Once the records below have been read, copy them all out exactly.
- - -
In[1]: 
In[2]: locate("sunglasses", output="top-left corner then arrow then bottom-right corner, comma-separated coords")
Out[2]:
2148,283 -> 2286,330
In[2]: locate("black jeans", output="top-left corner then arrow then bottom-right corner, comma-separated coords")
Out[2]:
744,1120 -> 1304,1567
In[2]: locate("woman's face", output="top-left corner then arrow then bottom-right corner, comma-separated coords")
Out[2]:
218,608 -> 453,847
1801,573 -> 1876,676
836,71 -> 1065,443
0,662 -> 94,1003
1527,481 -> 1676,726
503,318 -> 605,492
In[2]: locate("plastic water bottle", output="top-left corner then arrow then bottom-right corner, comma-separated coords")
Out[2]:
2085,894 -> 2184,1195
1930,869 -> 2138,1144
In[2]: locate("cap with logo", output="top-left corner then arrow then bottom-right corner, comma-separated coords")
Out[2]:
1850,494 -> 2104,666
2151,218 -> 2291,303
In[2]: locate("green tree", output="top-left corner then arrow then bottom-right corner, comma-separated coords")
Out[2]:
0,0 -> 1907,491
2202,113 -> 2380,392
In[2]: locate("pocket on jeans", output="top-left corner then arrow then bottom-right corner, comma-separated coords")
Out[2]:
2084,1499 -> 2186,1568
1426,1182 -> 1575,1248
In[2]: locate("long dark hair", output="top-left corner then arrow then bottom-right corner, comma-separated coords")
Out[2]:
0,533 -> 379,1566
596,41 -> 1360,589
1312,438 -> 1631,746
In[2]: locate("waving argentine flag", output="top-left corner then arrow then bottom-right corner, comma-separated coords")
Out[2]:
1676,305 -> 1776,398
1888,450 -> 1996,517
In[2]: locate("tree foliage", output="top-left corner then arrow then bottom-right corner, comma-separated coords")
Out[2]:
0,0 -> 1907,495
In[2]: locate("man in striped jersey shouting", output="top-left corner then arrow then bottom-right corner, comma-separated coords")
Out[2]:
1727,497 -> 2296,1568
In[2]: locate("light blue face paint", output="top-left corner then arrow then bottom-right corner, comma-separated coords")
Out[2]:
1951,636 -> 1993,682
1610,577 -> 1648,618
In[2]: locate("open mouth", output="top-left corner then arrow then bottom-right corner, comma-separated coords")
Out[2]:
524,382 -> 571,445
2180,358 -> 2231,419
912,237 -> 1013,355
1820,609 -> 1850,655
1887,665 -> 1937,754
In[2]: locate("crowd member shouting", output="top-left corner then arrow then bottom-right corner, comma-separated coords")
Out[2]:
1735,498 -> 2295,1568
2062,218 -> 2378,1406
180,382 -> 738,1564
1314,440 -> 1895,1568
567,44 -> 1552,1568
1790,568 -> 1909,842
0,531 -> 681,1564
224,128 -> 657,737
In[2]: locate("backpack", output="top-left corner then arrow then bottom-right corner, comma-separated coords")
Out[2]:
- - -
◆ **SOLUTION**:
In[1]: 
In[2]: locate("sunglasses", output="top-left corner then arrow then bottom-right corner, comma-separated coords")
Out[2]:
2148,283 -> 2286,330
In[2]: locate("black jeans", output="top-left corner then arrow then bottom-right corner, comma-separated coords")
Out[2]:
744,1120 -> 1304,1567
In[2]: locate("woman's face", output="top-left corner then arrow then bottom-right corner, comma-separated coords")
Out[2]:
218,608 -> 453,847
1801,573 -> 1876,676
836,71 -> 1065,443
0,662 -> 94,1003
1527,481 -> 1676,726
503,318 -> 605,492
In[2]: locate("plastic water bottle", output="top-left corner then arrow then bottom-right corner, comma-separated coords")
Out[2]:
2085,894 -> 2184,1195
1930,869 -> 2138,1144
In[2]: locate("cap with logo", output="top-left corner then arrow then bottom-right corner, comma-separated coords")
Out[2]:
1850,494 -> 2104,666
2151,218 -> 2291,303
In[2]: locate("green tree", output="top-left corner then arrow then bottom-right corner, comma-separated coords")
Out[2]:
0,0 -> 1907,491
2202,113 -> 2380,392
In[2]: locate("pocket on jeans", output="top-left corner then arrow then bottom-right corner, comma-separated coords")
Out[2]:
2084,1499 -> 2186,1568
1426,1182 -> 1575,1248
In[2]: locate("long dark hair", output="top-left corner then arrow then bottom-right corner, comma-separated coords")
Out[2]:
0,533 -> 379,1566
596,41 -> 1360,589
1312,438 -> 1631,746
In[2]: locate("waving argentine flag", output="top-left corner then arrow then bottom-right corner, comma-separated coords")
Out[2]:
1676,305 -> 1776,398
1888,450 -> 1996,517
In[2]: locate("tree foliage", output="top-left corner then arrow then bottom-right corner, comma-separated coords")
Out[2]:
0,0 -> 1907,495
In[2]: locate("man in striped jersey shouting", output="top-left corner then arrow then bottom-right corner, comma-separated coords")
Out[2]:
1727,497 -> 2296,1568
In[2]: locate("light blue face paint", output="top-left corner then arrow then bottom-right corner, comma-separated coords")
Out[2]:
1951,636 -> 1993,682
1610,577 -> 1648,618
In[2]: locate("open mouth", output="top-left corner then arrow then bottom-right corner, comma-separated coords")
Out[2]:
524,382 -> 571,445
2180,358 -> 2231,419
912,237 -> 1013,355
1820,609 -> 1850,655
1887,665 -> 1937,754
In[2]: locate("crowd member shouting", output="top-left corner then arrow then bottom-right corner, comma-separated coords")
Out[2]:
1735,498 -> 2295,1568
2062,218 -> 2378,1406
180,382 -> 738,1564
1314,440 -> 1895,1568
567,44 -> 1552,1568
1790,568 -> 1909,842
0,531 -> 681,1564
224,128 -> 657,737
In[2]: locate("backpack", output="top-left corner then arrow then bottom-right corner, comma-separated coords")
Out[2]:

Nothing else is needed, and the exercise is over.